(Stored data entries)
══════════════════════════════
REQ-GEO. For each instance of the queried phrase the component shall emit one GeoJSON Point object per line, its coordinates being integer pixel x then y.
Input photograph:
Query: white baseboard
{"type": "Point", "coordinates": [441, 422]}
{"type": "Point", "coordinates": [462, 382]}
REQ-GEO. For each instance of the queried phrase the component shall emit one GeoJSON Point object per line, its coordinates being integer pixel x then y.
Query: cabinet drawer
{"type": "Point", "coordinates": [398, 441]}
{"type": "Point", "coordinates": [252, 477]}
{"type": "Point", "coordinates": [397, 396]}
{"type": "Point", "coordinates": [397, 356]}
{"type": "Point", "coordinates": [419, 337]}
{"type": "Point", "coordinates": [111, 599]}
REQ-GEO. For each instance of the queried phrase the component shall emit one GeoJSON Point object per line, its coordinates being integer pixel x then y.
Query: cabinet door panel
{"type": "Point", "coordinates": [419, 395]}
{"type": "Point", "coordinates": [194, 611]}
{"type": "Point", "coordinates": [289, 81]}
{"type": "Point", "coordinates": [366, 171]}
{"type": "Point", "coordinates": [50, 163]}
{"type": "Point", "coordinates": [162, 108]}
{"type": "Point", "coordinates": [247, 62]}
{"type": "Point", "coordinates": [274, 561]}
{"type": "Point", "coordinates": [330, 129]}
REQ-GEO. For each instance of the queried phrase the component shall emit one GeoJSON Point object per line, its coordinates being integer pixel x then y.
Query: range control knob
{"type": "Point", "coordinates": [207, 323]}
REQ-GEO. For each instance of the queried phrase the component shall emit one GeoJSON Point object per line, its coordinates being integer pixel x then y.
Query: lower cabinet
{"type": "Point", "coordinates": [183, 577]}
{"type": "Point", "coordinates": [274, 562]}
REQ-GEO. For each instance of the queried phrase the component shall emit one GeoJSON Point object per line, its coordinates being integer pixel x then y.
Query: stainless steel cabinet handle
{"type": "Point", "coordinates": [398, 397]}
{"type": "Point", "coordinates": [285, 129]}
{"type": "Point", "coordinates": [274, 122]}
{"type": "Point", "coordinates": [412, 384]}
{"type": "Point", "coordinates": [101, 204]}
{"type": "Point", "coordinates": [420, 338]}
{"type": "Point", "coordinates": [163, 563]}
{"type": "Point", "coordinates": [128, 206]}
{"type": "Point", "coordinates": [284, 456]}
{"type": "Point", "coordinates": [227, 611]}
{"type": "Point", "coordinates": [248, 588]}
══════════════════════════════
- _ASSIGNMENT_
What you need to do is repeat every record above exactly.

- _EXERCISE SOLUTION_
REQ-GEO. For each instance of the queried phrase the component shall emit one GeoJSON Point object per line, its coordinates being integer pixel x then y.
Input photograph:
Query: white baseboard
{"type": "Point", "coordinates": [441, 422]}
{"type": "Point", "coordinates": [462, 382]}
REQ-GEO. For each instance of the queried phrase the component shall emit one GeoJSON Point object per line, its coordinates being integer pixel x then y.
Query: cabinet drawer
{"type": "Point", "coordinates": [398, 441]}
{"type": "Point", "coordinates": [252, 477]}
{"type": "Point", "coordinates": [397, 396]}
{"type": "Point", "coordinates": [397, 356]}
{"type": "Point", "coordinates": [419, 337]}
{"type": "Point", "coordinates": [111, 599]}
REQ-GEO. For each instance of the queried phrase the component shall emit one GeoJSON Point object per line, its coordinates being integer pixel x then y.
Query: cabinet door panel
{"type": "Point", "coordinates": [419, 395]}
{"type": "Point", "coordinates": [194, 611]}
{"type": "Point", "coordinates": [289, 81]}
{"type": "Point", "coordinates": [366, 171]}
{"type": "Point", "coordinates": [50, 163]}
{"type": "Point", "coordinates": [162, 108]}
{"type": "Point", "coordinates": [247, 62]}
{"type": "Point", "coordinates": [274, 561]}
{"type": "Point", "coordinates": [330, 129]}
REQ-GEO. For each instance of the queried phrase the component shall emit one GeoJSON Point object per line, its coordinates being integer pixel x then y.
Query: range control knob
{"type": "Point", "coordinates": [207, 323]}
REQ-GEO. For each instance of the queried phrase the component shall emit one GeoJSON Point object per line, its coordinates being integer pixel x then y.
Query: lower cabinet
{"type": "Point", "coordinates": [183, 577]}
{"type": "Point", "coordinates": [274, 562]}
REQ-GEO. For each instance of the queried phrase the component shall emit one GeoJSON Point object per line, its coordinates being integer pixel x then y.
Query: stainless steel cabinet handle
{"type": "Point", "coordinates": [398, 397]}
{"type": "Point", "coordinates": [285, 129]}
{"type": "Point", "coordinates": [274, 122]}
{"type": "Point", "coordinates": [412, 384]}
{"type": "Point", "coordinates": [101, 204]}
{"type": "Point", "coordinates": [420, 338]}
{"type": "Point", "coordinates": [163, 563]}
{"type": "Point", "coordinates": [128, 206]}
{"type": "Point", "coordinates": [284, 456]}
{"type": "Point", "coordinates": [227, 611]}
{"type": "Point", "coordinates": [248, 588]}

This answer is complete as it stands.